**Exercise passage**:
════

Absolutely correct. The good news has been baked in. The numbers were commendable under these circumstances and the expectations are that the tractor sales will continue to be robust going forward as well.
The liquidity in the rural market and the economic activities are continuing unabated and it has picked up momentum as well. Escorts will continue to do well. But to a great extent that has already been factored in the prices. So I do not think I will venture out to buy Escorts or recommend buying Escorts at current levels. If there is a dip, maybe that will become an opportunity to buy in.
After the initial pent-up demand, auto ancillaries and especially the battery makers Amara Raja, Exide are still holding through. Do you sense an investment opportunity there?
Absolutely. I have been bullish on both the battery majors Exide as well as Amara Raja. The OEM part of the business may be a little slow because the auto sales numbers have not been anything great but the replacement market has been quite buoyant. During the lockdown, cars had not been used and in a lot of cases the batteries needed to be replaced and so that demand has been strong. But the performance of these two stocks goes much beyond that.
Globally, the trend is to move to electric vehicles and that is a very rapidly catching trend. Remember in an electric vehicle, the most important component is the battery. Somewhere in the near future, these companies will become the single most critical component for an automobile and I am assuming that both of them are gearing up for that. It will be good to start positioning as an investor in these companies.
Also remember, Exide has a full-fledged life insurance business inside it which probably does not get fully recognised and valued at this stage. If you are a long-term investor, it makes tremendous sense to buy into both these companies at current levels.
Any view on the Happiest Minds IPO? We have seen some massive subscription coming in on day three. Ditto for Route Mobile with investors mopping it up. Any advice?
I have been positive on the Happiest Minds IPO. This is one IT company which has got 90% plus of its income coming from digital and as we all know digital is the way forward.
Yes, there were certain concerns expressed on a peer to peer comparison as far as valuation is concerned and people were looking at Infosys multiples and kind of comparing with the multiple at which this IPO was expecting subscription. But one has to look beyond that and look at the way the world is moving. One has to look at the quality of the promoter of Happiest Minds. Mr Ashok Soota has a proven track record and considering all this, Happiest Minds is a good buy and that kind of got proven as far as the IPO subscription numbers are concerned.

════

**Source data**:
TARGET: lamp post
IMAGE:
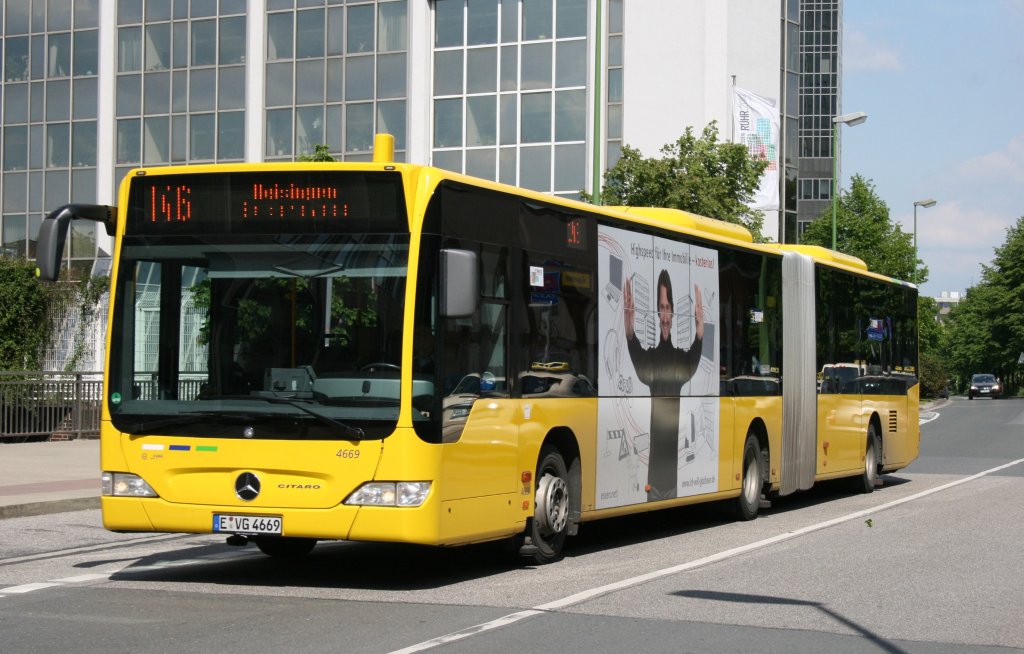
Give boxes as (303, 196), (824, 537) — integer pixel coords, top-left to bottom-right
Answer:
(833, 112), (867, 250)
(912, 198), (938, 284)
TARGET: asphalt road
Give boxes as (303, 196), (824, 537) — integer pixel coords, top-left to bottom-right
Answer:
(0, 399), (1024, 654)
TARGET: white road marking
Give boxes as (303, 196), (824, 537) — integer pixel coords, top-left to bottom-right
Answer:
(918, 411), (942, 425)
(0, 582), (60, 595)
(53, 572), (111, 583)
(390, 459), (1024, 654)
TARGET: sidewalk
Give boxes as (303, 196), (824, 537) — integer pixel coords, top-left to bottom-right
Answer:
(0, 439), (99, 519)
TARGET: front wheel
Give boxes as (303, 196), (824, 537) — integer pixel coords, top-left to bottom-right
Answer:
(529, 446), (570, 564)
(736, 434), (764, 520)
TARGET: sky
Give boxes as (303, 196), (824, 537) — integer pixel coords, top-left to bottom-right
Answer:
(840, 0), (1024, 297)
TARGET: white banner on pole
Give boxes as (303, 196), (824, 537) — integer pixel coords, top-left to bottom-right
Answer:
(732, 86), (779, 211)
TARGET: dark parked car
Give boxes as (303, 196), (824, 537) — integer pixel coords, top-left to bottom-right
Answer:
(967, 375), (1002, 399)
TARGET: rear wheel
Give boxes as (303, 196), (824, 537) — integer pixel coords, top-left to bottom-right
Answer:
(529, 445), (570, 563)
(254, 536), (316, 559)
(857, 423), (879, 493)
(736, 434), (764, 520)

════

**Action item**:
Decide whether each statement below agrees with the market commentary. Answer yes or no for each, and quote the words from the market commentary that decide it.
1. The speaker recommends buying Escorts at current levels.
2. The replacement market for batteries has been strong.
3. Exide has a life insurance business inside it.

**Written reply**:
1. No: "So I do not think I will venture out to buy Escorts or recommend buying Escorts at current levels."
2. Yes: "the replacement market has been quite buoyant"
3. Yes: "Exide has a full-fledged life insurance business inside it"